◆ CONSIGNE 1:
Recopiez le passage du texte sur les prix payés par Norabio, de « Récemment, en décembre » à « que cela prend. ».
◆ CONSIGNE 2:
Dans le texte sur les prix payés par Norabio, quelle quantité de navets Norabio demande-t-il de fournir en décembre 2016 ?

Quand j'en ai parlé aux salariés de Norabio, ils ont défendu Norabio et ont rejeté en bloc mes critiques.
Récemment, en décembre 2016, je suis contacté par Norabio pour fournir 250 kg de navets pour les biocabas. Je suis content qu'on me propose un débouché pour mon abondante production, mais voilà, on me propose 90 centimes HT le kg. Je réponds que ce prix est trop bas, que je refuse de travailler pour ce prix-là. Il faut acheter les graines, travailler la terre, semer, arroser, désherber, récolter, couper les feuilles et les racines, manipuler avec soin, nettoyer, trier, peser, charger le camion, livrer. Celui qui ne l'a jamais fait n'a pas idée du temps et de l'énergie que cela prend.
Et puis je réfléchis un peu et je me souviens que quand j'étais en formation agricole en 2005, le maraîcher chez qui j'étais en stage vendait déjà ses navets à Norabio à 90 centimes! Donc le prix payé au producteur par Norabio n'a pas n'a pas augmenté depuis 11 ans! Mais mes charges ont augmenté chaque année (prix des graines, cotisations sociales, SMIC payé à mes salariés...).

Et il me semble qu'il en est de même pour le prix des salades, des betteraves rouges et d'autres légumes.

◆ DONNÉES FOURNIES:
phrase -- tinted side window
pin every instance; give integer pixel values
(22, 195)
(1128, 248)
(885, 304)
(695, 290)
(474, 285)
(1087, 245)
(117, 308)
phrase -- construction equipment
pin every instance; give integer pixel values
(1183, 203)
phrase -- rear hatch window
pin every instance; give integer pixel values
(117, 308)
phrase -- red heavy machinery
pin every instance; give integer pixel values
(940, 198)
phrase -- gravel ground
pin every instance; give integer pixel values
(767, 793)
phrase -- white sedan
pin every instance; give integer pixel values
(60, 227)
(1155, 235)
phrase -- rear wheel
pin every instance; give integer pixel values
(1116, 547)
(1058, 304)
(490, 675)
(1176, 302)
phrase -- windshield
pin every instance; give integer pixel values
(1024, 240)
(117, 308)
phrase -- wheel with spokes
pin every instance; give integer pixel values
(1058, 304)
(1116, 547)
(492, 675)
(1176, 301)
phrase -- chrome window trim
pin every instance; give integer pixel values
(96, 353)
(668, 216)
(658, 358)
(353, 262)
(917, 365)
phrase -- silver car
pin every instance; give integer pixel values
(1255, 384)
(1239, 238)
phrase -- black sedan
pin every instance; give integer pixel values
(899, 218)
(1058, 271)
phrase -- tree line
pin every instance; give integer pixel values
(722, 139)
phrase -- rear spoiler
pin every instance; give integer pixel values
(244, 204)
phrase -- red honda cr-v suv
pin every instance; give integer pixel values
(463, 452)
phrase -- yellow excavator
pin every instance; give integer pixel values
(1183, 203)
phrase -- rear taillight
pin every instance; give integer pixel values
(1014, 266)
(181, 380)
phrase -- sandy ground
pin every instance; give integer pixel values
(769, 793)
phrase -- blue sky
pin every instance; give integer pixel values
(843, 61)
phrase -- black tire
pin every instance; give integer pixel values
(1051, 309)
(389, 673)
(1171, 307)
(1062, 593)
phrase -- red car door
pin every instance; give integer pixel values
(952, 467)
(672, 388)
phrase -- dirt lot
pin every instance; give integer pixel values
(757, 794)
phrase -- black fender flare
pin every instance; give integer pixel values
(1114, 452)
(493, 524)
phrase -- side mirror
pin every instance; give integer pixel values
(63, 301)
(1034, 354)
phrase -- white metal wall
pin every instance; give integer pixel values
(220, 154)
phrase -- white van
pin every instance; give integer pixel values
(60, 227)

◆ RÉPONSE 1:
Récemment, en décembre 2016, je suis contacté par Norabio pour fournir 250 kg de navets pour les biocabas. Je suis content qu'on me propose un débouché pour mon abondante production, mais voilà, on me propose 90 centimes HT le kg. Je réponds que ce prix est trop bas, que je refuse de travailler pour ce prix-là. Il faut acheter les graines, travailler la terre, semer, arroser, désherber, récolter, couper les feuilles et les racines, manipuler avec soin, nettoyer, trier, peser, charger le camion, livrer. Celui qui ne l'a jamais fait n'a pas idée du temps et de l'énergie que cela prend.

◆ RÉPONSE 2:
250 kg de navets, pour les biocabas.